§ Given instruction A
Please copy the text of the forum thread on the normal line between "you did good, those" and "do it right?", inclusive.
§ Given instruction B
In the forum thread on the normal line, what choices are listed for the slope?

§ Excerpted passage
________

Question

for the normal (perpendicular) line to the curve y= square root of 8-x^2 at (-2,2) would the slope be 1/2?

Answer 1

what is f'(-2) ?

Answer 2

f(x) = 8-x^2

f'(x) = -2x

Answer 3

the derivative gives us the tangent slope at any given point

Answer 4

a perp slope (the normal) is the negative reciprocal

Answer 5

\[-\frac{1}{-2x}=\text{normal slope}\]
when x=-2 we get -1/4 if i did it right

Answer 6

well the choices are -2, 1/2 , -1/2 , 1 , -1 i thought it was 1/2 because when i did the work i ended it up with what u had but i thought the negative signs would cancel eachother out.

Answer 7

3 negatives is still negative :/

Answer 8

opps, i didnt read the square root of part

Answer 9

i didnt see the third negative grrrrr. -_____- i was so close ! :[

Answer 10

lol and to think i thought i did this right i felt proud for a second.

Answer 11

sqrt(8-x^2) is easier to see mathically ;)

Answer 12

you did good, those signs still fool me too

Answer 13

hmm so it is -1/2 ? aww I was so close.

Answer 14

\[[\sqrt{8-x^2}]'=\frac{-2x}{2\sqrt{8-x^2}}\]
\[-\frac{\sqrt{8-x^2}}{-x}\]
\[-\frac{\sqrt{8-(-2)^2}}{-(-2)}\]
\[-\frac{\sqrt{8-4}}{2}\]
\[-\frac{2}{2}=-1\]
so did I do it right?

Answer 15

it might be easier to solve for the f' and then flip and negate it:

\[\frac{-x}{\sqrt{8-x^2}}\]
\[\frac{-(-2)}{\sqrt{8-(-2)^2}}\]
\[\frac{2}{\sqrt{8-4}}\]
\[\frac{2}{\sqrt{4}}=\frac{2}{2}=1\]
flip and negate to -1

Answer 16

hmmm I see what you did, ehh calculus <.< I feel like a scrub now lol.

Answer 17

;) what were you trying?

Answer 18

I started in the right the right direction, but after finding the derivative idk what I did to be honest lol.

Answer 19

keep at it, youll do fine, good luck!

Answer 20

Haha thanks :DD

________

§ Extracted data
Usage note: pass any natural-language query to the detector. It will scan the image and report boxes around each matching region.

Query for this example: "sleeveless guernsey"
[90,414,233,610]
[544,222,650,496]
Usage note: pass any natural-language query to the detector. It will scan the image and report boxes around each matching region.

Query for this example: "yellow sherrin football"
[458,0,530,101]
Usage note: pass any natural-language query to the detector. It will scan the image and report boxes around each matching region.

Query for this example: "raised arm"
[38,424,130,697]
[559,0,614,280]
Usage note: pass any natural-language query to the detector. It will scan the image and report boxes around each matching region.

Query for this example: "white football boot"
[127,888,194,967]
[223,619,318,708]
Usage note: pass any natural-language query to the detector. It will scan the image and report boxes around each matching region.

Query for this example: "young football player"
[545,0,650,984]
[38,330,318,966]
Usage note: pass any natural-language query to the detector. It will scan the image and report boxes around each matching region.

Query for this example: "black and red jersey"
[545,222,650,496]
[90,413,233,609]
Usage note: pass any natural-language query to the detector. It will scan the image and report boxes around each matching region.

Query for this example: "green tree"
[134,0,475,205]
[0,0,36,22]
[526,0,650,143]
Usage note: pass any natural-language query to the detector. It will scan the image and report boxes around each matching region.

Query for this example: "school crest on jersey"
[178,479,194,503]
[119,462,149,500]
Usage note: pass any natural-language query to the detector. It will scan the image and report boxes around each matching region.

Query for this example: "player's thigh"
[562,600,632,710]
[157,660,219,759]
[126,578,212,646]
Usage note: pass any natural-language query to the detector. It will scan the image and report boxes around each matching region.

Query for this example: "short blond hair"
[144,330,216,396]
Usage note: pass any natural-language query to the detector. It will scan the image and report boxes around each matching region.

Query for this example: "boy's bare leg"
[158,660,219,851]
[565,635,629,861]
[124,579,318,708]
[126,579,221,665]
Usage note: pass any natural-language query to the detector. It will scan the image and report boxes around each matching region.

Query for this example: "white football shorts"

________

§ Finished answer A
you did good, those signs still fool me too

Answer 13

hmm so it is -1/2 ? aww I was so close.

Answer 14

\[[\sqrt{8-x^2}]'=\frac{-2x}{2\sqrt{8-x^2}}\]
\[-\frac{\sqrt{8-x^2}}{-x}\]
\[-\frac{\sqrt{8-(-2)^2}}{-(-2)}\]
\[-\frac{\sqrt{8-4}}{2}\]
\[-\frac{2}{2}=-1\]
so did I do it right?

§ Finished answer B
-2, 1/2, -1/2, 1, and -1